Provided text ->
•••
Another thing to consider when buying from these people.
Do they have liability insurance?
As many of the products will not conform to standards they may well be uninsured even if they do have insurance.
The likelihood however is that they will have no insurance cover and should one of these heat mats burn in your home or one of the UV lamps cause your children eyesight damage there will be no compensation.
This isn't scaremongering- I am trying to bring more awareness to these major problems.


----------



## bev336 (May 10, 2007)

peterf said:


> Another thing to consider when buying from these people.
> Do they have liability insurance?
> As many of the products will not conform to standards they may well be uninsured even if they do have insurance.
> The likelihood however is that they will have no insurance cover and should one of these heat mats burn in your home or one of the UV lamps cause your children eyesight damage there will be no compensation.
> This isn't scaremongering- I am trying to bring more awareness to these major problems.
•••
Given information ->
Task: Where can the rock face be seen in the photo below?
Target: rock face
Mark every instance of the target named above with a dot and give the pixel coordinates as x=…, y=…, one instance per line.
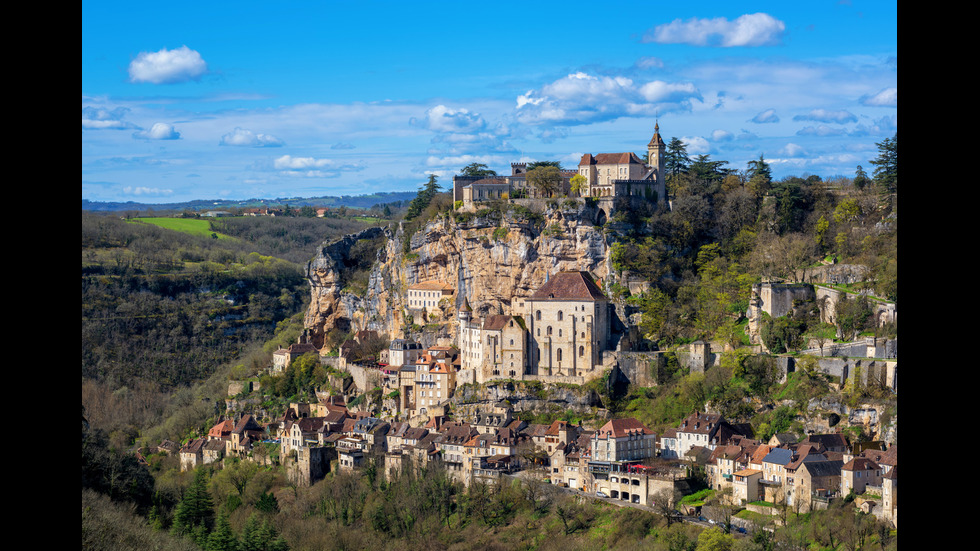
x=488, y=259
•••
Problem set ->
[1] How would you rewrite the opening paragraph of the forum thread on sellers' liability insurance, beginning "Another thing to consider", as a shorter version that keeps its main facts?
[2] Which sentences in the opening paragraph of the forum thread on sellers' liability insurance mention insurance? List every one.
[3] Write what comes next in the forum thread on sellers' liability insurance, picking up after its last line.

Results for each task ->
[1] Buyers should check whether these sellers carry liability insurance. Because many of the products won't meet standards, the sellers may be uninsured even if they hold a policy, and most likely they have no cover at all. So if a heat mat burns in your home or a UV lamp damages your children's eyesight, there will be no compensation. The writer says this is meant to raise awareness, not to scaremonger.

[2]
- Do they have liability insurance?
- As many of the products will not conform to standards they may well be uninsured even if they do have insurance.
- The likelihood however is that they will have no insurance cover and should one of these heat mats burn in your home or one of the UV lamps cause your children eyesight damage there will be no compensation.

[3]
Unfortunately, most of the people buying these items in from China, have no technical knowledge of the product, or how the test the item correctly.


----------



## Greenm1201 (Mar 11, 2015)

Sorry to rehash a REALLY old thread, but I find the subject quite interesting. A few people have mentioned price as the indicator of quality, which seems to make no sense... 
If you buy a bulk of these cheap products and then re market them in line with branded prices, it does not therefore make them a quality, safe product. Nor if I develop a rubbish product & price it high does it make it quality nor safe. 
Equally, I don't believe that all cheap Chinese imports can be of poor quality & dangerous. 
I was under the impression that if foreign products were CE stamped and British products Kite Marked, that this meant they had undergone testing and were at least safe to use (if not necessarily the best quality). If that isn't the case, how DO you know if a product is safe to use? And surely the answer can't just be 'use the reputable names' as at one point, companies like Arcadia etc didnt have their reputation, not to mention, how are smaller and newer companies supposed to stand a chance if everyone assumes there products are terrible?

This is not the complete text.